Copy the complete listing exactly as shown.

*Information given*
■ ■ ■ ■ ■
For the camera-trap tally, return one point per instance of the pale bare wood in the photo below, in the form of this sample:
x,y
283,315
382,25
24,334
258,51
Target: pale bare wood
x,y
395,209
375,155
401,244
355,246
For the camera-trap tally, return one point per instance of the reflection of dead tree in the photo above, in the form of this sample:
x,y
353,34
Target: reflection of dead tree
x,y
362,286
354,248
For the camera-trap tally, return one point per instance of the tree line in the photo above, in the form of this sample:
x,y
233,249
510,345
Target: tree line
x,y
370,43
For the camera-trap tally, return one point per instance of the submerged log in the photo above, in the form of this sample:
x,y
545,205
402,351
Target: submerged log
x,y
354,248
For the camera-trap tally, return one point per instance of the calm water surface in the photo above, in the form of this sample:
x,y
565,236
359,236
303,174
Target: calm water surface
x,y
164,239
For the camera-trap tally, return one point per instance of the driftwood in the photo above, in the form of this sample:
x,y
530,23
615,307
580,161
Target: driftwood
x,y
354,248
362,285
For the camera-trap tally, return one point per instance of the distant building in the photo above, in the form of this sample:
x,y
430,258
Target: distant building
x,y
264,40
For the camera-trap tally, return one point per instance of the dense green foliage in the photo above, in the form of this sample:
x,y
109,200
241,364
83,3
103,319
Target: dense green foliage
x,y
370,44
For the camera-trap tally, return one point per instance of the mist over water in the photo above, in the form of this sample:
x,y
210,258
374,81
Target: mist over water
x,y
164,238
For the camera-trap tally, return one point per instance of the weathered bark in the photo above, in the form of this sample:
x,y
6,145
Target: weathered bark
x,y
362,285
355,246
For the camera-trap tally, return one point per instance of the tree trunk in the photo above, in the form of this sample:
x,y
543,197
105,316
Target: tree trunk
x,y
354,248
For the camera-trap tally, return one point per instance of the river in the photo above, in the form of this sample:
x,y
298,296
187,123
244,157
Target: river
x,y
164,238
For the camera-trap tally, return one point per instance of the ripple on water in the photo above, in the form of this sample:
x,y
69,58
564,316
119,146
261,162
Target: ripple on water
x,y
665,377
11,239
■ ■ ■ ■ ■
*Answer below*
For the camera-trap tally, return one point per instance of the pale bare wood in the photo below, in the form of this sample:
x,y
283,315
382,25
24,334
258,51
Target: pale bare wood
x,y
395,209
375,155
401,244
355,246
For the camera-trap tally, return one point per instance of the reflection of dead tree in the photo above, in the form of this sample:
x,y
353,34
Target: reflection of dead tree
x,y
362,286
354,248
For the camera-trap tally, return one point per instance of the tree line in the photo above, in the form of this sample:
x,y
233,249
510,345
Target: tree line
x,y
370,43
For the camera-trap tally, return one point per instance of the submerged log in the photo above, in the form of this sample:
x,y
545,205
402,351
Target: submerged log
x,y
354,248
For the camera-trap tally, return one point per instance of the calm water surface in the photo above, in the form of this sample:
x,y
565,236
359,236
303,174
Target: calm water surface
x,y
164,239
For the camera-trap tally, return one point per instance of the driftwood in the photo above, in the form of this sample:
x,y
530,23
615,307
580,161
Target: driftwood
x,y
354,248
362,285
For the camera-trap tally, return one point per instance of the distant building in the photo above, in the form of this sample:
x,y
430,258
Target: distant building
x,y
264,40
For the camera-trap tally, return one point per instance of the dense green foliage in the photo above, in the form of this sample:
x,y
109,200
241,364
83,3
103,319
Target: dense green foliage
x,y
370,44
For the camera-trap tally, return one point per instance of the mist over water in the photo above, in the form of this sample:
x,y
210,258
374,81
Target: mist over water
x,y
164,238
For the camera-trap tally, return one point per instance of the weathered bark in the photo above, in the form of this sample:
x,y
6,145
Target: weathered bark
x,y
362,285
355,246
For the camera-trap tally, return one point per instance of the tree trunk in the photo above, in the form of this sample:
x,y
543,197
105,316
Target: tree trunk
x,y
354,248
For the camera-trap tally, return one point per instance of the river in the photo above, in the form of this sample:
x,y
298,296
187,123
244,157
Target: river
x,y
164,238
For the camera-trap tally, return one point per instance of the ripple on water in the photo above, in the form of this sample:
x,y
69,58
564,316
119,146
261,162
Target: ripple on water
x,y
665,377
11,239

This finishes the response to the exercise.